WHAT TO WORK ON: Could you retype the whole listing, word for word?

RECORDS SUPPLIED:
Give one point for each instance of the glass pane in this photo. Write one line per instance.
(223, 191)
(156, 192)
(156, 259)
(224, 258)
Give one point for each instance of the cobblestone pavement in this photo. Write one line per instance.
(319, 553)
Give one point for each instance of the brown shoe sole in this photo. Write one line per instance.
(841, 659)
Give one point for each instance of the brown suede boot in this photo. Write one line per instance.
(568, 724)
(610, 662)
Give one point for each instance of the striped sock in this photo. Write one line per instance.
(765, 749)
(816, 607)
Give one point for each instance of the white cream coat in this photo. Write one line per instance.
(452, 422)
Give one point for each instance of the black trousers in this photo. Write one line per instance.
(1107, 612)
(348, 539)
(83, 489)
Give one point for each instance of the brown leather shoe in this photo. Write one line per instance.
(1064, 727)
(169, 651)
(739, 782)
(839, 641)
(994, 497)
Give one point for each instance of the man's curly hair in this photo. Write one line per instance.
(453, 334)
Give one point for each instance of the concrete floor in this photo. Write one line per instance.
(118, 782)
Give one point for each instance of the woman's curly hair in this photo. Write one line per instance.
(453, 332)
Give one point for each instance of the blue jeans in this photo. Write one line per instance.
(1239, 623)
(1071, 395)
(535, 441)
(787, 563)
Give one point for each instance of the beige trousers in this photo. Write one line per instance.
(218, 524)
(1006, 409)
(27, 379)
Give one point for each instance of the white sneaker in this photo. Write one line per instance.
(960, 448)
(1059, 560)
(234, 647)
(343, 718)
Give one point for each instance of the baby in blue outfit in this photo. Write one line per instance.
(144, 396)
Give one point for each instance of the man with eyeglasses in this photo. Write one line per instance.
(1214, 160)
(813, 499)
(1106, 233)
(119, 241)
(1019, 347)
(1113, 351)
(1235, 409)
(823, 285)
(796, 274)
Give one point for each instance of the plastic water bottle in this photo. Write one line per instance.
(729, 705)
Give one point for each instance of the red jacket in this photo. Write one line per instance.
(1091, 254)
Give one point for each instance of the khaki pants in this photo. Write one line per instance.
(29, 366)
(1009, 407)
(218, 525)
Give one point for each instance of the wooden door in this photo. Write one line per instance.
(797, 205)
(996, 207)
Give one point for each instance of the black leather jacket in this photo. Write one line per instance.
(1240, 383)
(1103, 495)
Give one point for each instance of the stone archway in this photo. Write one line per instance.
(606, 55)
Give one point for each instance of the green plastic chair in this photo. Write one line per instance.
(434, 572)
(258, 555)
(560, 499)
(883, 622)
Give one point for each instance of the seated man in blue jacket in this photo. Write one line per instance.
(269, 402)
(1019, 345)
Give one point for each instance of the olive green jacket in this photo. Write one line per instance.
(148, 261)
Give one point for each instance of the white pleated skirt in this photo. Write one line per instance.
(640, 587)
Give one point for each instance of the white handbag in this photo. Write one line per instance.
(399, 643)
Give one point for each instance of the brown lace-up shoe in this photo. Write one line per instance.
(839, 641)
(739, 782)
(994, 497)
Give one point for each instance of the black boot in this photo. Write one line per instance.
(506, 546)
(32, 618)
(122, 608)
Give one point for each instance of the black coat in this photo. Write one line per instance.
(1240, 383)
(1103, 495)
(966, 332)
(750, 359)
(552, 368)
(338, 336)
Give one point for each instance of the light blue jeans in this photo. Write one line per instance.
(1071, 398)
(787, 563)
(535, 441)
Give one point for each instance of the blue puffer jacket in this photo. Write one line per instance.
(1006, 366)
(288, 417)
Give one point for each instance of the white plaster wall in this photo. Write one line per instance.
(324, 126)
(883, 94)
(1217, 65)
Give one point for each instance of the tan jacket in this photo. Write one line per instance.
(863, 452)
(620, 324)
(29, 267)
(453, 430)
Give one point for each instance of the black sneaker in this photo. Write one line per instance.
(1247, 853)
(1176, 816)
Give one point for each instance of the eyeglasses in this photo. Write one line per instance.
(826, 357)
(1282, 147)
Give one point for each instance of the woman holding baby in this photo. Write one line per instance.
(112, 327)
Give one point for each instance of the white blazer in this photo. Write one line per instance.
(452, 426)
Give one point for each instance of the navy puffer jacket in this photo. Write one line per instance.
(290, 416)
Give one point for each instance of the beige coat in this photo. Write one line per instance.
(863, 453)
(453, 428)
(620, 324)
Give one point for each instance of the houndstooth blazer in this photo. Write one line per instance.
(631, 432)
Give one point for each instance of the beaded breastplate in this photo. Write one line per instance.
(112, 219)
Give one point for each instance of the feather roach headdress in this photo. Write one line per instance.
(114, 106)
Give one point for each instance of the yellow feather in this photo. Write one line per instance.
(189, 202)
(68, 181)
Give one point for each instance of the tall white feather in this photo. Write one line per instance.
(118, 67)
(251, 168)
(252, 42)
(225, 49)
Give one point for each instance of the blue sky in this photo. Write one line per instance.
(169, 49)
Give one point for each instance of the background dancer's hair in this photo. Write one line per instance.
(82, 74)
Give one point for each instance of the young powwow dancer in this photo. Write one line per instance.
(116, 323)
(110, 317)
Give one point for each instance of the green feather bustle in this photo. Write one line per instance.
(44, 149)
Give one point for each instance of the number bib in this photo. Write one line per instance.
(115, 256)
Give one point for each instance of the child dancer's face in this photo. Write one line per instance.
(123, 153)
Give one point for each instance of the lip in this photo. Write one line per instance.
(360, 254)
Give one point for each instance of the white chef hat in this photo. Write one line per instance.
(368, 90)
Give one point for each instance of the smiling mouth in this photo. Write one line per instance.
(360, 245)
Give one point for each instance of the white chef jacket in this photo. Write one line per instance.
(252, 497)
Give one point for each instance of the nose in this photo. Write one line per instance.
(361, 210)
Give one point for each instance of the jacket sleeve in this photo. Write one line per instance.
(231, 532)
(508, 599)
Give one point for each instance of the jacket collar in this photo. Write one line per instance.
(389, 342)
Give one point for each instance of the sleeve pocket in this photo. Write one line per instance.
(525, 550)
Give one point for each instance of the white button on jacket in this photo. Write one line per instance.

COMPLETED EXERCISE:
Give one point for each instance of the glass pane in this photo. Write one line per instance.
(223, 191)
(156, 192)
(156, 259)
(224, 258)
Give one point for each instance of the cobblestone pavement in this photo. Write one line per instance.
(319, 553)
Give one point for each instance of the brown shoe sole in this photo. Write one line per instance.
(841, 659)
Give one point for each instance of the brown suede boot in this photo. Write one line per instance.
(568, 724)
(610, 662)
Give one point for each instance of the striped sock in this photo. Write one line per instance.
(765, 749)
(816, 607)
Give one point for each instance of the white cream coat in this photo. Write one line per instance.
(452, 422)
Give one point for each instance of the black trousers in this photo. Write one line per instance.
(1107, 612)
(348, 539)
(83, 489)
Give one point for each instance of the brown leather shoe in this photo. Write one line per instance.
(1064, 727)
(169, 651)
(739, 782)
(839, 641)
(994, 497)
Give one point for each instance of the man's curly hair in this photo. Write one line per instance.
(453, 334)
Give one point for each instance of the concrete floor in this photo. Write one line per instance.
(118, 782)
Give one point for each instance of the woman's curly hair in this photo. Write one line per instance.
(453, 332)
Give one point for each instance of the blue jeans in this photo. Write one line per instance.
(1239, 623)
(1071, 395)
(535, 441)
(787, 563)
Give one point for each instance of the beige trousers in this photo. Write one line per instance.
(218, 524)
(1006, 409)
(27, 379)
Give one point for each instance of the white sneaker in this photo. Write one line per instance.
(960, 448)
(1059, 560)
(234, 647)
(343, 718)
Give one point for each instance of the baby in blue outfit in this photo. Write one line per instance.
(144, 396)
Give one point for each instance of the man with eyeglasses in this photo. Write one line per instance.
(1214, 160)
(813, 499)
(1106, 233)
(119, 241)
(1019, 347)
(1113, 351)
(1235, 409)
(823, 285)
(796, 274)
Give one point for each instance of the plastic water bottle in this photo. Write one line per instance.
(729, 705)
Give one point for each instance of the red jacket in this photo. Write one line per instance.
(1091, 254)
Give one point for each instance of the khaki pants in this photo. Write one line per instance.
(29, 366)
(1009, 407)
(218, 525)
Give one point for each instance of the wooden door in this photo. Write one line per instance.
(797, 205)
(996, 207)
Give one point for each instance of the black leather jacket in this photo. Write one line per instance.
(1240, 383)
(1103, 495)
Give one point for each instance of the stone archway in this photo. Write one line per instance.
(606, 55)
Give one point for each instance of the green plastic chair in this photo. Write one line per instance.
(434, 572)
(258, 555)
(560, 499)
(883, 622)
Give one point for each instance of the seated man in blue jacket in this photo. Write one line per instance.
(269, 402)
(1019, 345)
Give one point for each instance of the olive green jacket in this photo. Write one line per instance.
(148, 261)
Give one point for each instance of the white pleated skirt in this photo. Write one line per instance.
(640, 587)
Give one point for each instance of the white handbag in this photo. Write one line per instance.
(399, 643)
Give one point for each instance of the brown lace-up shoe in this photo. Write one line per instance.
(839, 641)
(739, 782)
(994, 497)
Give one point for each instance of the black boot in this photo. Write one line per instance.
(506, 546)
(32, 618)
(122, 608)
Give one point for each instance of the black coat in this photo. Write one line per instance.
(1240, 383)
(1103, 495)
(966, 332)
(750, 359)
(552, 368)
(338, 336)
Give one point for each instance of the light blue jeans in this photo. Write one line per instance.
(1071, 398)
(787, 563)
(535, 441)
Give one point for each instance of the blue puffer jacket in this photo. Write one line per instance.
(1006, 366)
(288, 417)
Give one point for each instance of the white plaster wall in this photo. Write one line per instance.
(324, 126)
(883, 94)
(1217, 65)
Give one point for each instance of the tan jacket in this photo. Write one line per instance.
(863, 452)
(620, 324)
(29, 267)
(453, 430)
Give one point for each instance of the black sneaker in this photo. Write one line per instance.
(1247, 853)
(1176, 816)
Give one point for each instance of the eyeglasses in this photo. Write one line per instance.
(826, 357)
(1282, 147)
Give one point for each instance of the woman holding baby in this photo. Write one line per instance.
(112, 327)
Give one point for each instance of the white blazer in this photo. Write one line per instance.
(452, 426)
Give one point for each instance of the navy puffer jacket in this photo. Write one line per instance.
(290, 416)
Give one point for each instance of the beige coat in this photo. Write one line per instance.
(863, 453)
(453, 428)
(620, 324)
Give one point for each instance of the houndstooth blazer in this photo. Write one line per instance.
(631, 432)
Give one point for each instance of the beaded breastplate in this photo. Write one line per instance.
(112, 219)
Give one point for each instance of the feather roach headdress in this photo. Write one line per instance.
(114, 106)
Give one point for each instance of the yellow feather in this photo. Write one line per instance.
(189, 202)
(68, 181)
Give one point for each instance of the tall white feather in this photo. Write one line per instance.
(118, 67)
(251, 168)
(252, 42)
(225, 49)
Give one point for each instance of the blue sky in this photo. Write one line per instance.
(169, 49)
Give one point for each instance of the background dancer's hair in this photo. Write one line per instance.
(82, 74)
Give one point for each instance of the young powwow dancer in this photo. Write one line per instance.
(116, 323)
(110, 317)
Give one point for each instance of the green feather bustle in this photo. Write one line per instance.
(44, 149)
Give one point for each instance of the number bib in this photo. Write one line per instance.
(115, 256)
Give one point for each instance of the child dancer's face in this photo. Write one line per instance.
(123, 153)
Give one point for each instance of the lip in this photo. Write one line per instance.
(360, 254)
Give one point for each instance of the white chef hat in this photo. Write one line per instance.
(368, 90)
Give one point for each instance of the smiling mouth in this photo. Write one line per instance.
(360, 245)
Give one point for each instance of the white chef jacket in this photo. Write one line per instance.
(252, 497)
Give one point for each instance of the nose in this photo. Write one line per instance.
(361, 210)
Give one point for each instance of the jacket sleeve in this photo. Write one line per instance.
(231, 532)
(508, 599)
Give one point for each instance of the jacket collar in this photo. Write one line per instance.
(389, 342)
Give one point for each instance of the sleeve pocket in this photo. Write one line per instance.
(525, 550)
Give one point for each instance of the white button on jacket in this photo. Write one line per instance.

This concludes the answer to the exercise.